• Assignment
This exercise needs the listing below duplicated exactly.

• The data
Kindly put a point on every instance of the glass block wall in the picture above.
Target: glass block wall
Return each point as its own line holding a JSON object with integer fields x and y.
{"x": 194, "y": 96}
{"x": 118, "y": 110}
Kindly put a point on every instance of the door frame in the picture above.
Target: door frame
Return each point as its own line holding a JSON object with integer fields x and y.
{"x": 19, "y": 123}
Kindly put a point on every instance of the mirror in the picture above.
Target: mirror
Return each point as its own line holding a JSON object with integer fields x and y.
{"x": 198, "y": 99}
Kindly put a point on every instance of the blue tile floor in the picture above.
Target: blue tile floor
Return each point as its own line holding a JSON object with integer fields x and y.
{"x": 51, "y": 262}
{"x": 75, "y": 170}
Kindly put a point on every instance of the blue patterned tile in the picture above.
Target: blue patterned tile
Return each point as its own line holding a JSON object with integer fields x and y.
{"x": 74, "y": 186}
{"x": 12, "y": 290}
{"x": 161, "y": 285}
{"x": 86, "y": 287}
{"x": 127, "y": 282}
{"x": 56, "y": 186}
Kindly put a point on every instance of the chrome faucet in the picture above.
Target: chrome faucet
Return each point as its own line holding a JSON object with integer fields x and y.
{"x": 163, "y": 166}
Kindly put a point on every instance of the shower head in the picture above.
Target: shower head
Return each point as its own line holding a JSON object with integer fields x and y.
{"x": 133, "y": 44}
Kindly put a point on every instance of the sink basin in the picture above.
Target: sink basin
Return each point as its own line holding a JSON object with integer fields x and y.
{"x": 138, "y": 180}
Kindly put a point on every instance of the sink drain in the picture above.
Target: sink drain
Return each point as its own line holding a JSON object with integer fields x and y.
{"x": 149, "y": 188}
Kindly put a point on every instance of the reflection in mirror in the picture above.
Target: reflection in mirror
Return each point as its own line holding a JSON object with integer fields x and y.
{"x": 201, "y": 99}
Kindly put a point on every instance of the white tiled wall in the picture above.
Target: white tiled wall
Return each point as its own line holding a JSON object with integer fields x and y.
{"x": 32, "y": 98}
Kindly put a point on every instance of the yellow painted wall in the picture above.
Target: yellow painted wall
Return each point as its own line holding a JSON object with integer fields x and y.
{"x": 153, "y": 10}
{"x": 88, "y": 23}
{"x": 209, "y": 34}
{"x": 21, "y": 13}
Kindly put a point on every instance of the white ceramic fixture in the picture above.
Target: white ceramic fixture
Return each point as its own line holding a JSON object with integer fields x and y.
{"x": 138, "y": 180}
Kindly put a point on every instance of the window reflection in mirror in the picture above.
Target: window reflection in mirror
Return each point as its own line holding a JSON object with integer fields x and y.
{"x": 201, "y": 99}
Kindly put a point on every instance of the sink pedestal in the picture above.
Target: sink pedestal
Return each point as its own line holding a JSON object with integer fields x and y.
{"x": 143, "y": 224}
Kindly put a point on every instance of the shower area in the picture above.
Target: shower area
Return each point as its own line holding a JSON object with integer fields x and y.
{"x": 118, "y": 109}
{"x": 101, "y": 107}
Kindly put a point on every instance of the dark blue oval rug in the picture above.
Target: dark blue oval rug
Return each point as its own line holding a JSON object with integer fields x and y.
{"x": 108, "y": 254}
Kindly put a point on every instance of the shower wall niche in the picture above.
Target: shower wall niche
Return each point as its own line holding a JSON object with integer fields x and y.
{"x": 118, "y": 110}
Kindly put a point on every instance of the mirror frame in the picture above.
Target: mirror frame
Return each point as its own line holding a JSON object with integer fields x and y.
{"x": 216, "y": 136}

• Answer for the task
Kindly put a point on every instance of the glass block wall in the picture above.
Target: glass block wall
Return each point as its own line holding a JSON object with integer fields x and y.
{"x": 194, "y": 96}
{"x": 118, "y": 110}
Kindly put a point on every instance of the door frame in the picture above.
Target: door frame
Return each point as its own line holding a JSON object with integer fields x and y.
{"x": 19, "y": 123}
Kindly put a point on every instance of the mirror in the picture above.
Target: mirror
Return each point as its own line holding a JSON object with integer fields x and y.
{"x": 198, "y": 99}
Kindly put a point on every instance of the blue tile floor in the picture above.
Target: blue tile floor
Return each point as its own line holding a JSON object with integer fields x and y.
{"x": 51, "y": 262}
{"x": 75, "y": 170}
Kindly put a point on every instance of the blue patterned tile in the picture above.
Target: blue patterned tile
Return each point as its own line holding a JSON object with integer fields x and y.
{"x": 74, "y": 186}
{"x": 12, "y": 290}
{"x": 161, "y": 285}
{"x": 86, "y": 287}
{"x": 127, "y": 282}
{"x": 56, "y": 186}
Kindly put a point on every instance of the chrome faucet in the picture above.
Target: chrome faucet
Return each point as its own line holding a JSON object with integer fields x and y.
{"x": 163, "y": 166}
Kindly put a point on every instance of the shower head in the picture above.
Target: shower head
Return each point as its own line holding a JSON object with integer fields x and y.
{"x": 133, "y": 44}
Kindly put a point on every instance of the sink basin in the picture above.
Target: sink basin
Return each point as its own line holding a JSON object with integer fields x and y.
{"x": 138, "y": 180}
Kindly put a point on every instance of the sink drain in the picture above.
Target: sink drain
Return each point as its own line holding a JSON object with integer fields x and y.
{"x": 149, "y": 188}
Kindly put a point on every instance of the reflection in mirror in the picture above.
Target: reflection in mirror
Return each point as its own line holding a JSON object with integer fields x and y.
{"x": 201, "y": 99}
Kindly put a point on every instance of the white tiled wall in the picture above.
Target: white tiled wall
Return each point as its own line holding a JSON object with integer fields x and y.
{"x": 32, "y": 98}
Kindly put a point on every instance of the yellow painted wall in the picture above.
Target: yellow painted wall
Return each point as its own line holding a JSON object with integer fields x and y.
{"x": 153, "y": 10}
{"x": 88, "y": 23}
{"x": 209, "y": 34}
{"x": 21, "y": 13}
Kindly put a point on every instance of the white ceramic fixture in the picture above.
Target: white ceramic fixture
Return each point as its own line holding a JSON object with integer fields x and y.
{"x": 138, "y": 180}
Kindly put a point on every instance of the window reflection in mirror in the picture above.
Target: window reflection in mirror
Return each point as its own line holding a JSON object with integer fields x and y.
{"x": 201, "y": 99}
Kindly put a point on every instance of the sink pedestal in the picture above.
Target: sink pedestal
Return each point as its own line holding a JSON object with integer fields x and y.
{"x": 143, "y": 224}
Kindly put a point on every instance of the shower area in the picture above.
Target: shower area
Return each point as its own line holding a JSON object with integer fields x and y.
{"x": 118, "y": 109}
{"x": 101, "y": 107}
Kindly put a point on every instance of the dark blue oval rug in the picture above.
Target: dark blue oval rug
Return each point as its own line holding a JSON object with integer fields x and y.
{"x": 108, "y": 254}
Kindly put a point on every instance of the shower wall niche in the picture above.
Target: shower wall niche
Return each point as its own line holding a JSON object with integer fields x and y.
{"x": 118, "y": 110}
Kindly put a point on every instance of the mirror frame in the picture above.
Target: mirror frame
Return each point as its own line holding a JSON object with integer fields x and y.
{"x": 216, "y": 136}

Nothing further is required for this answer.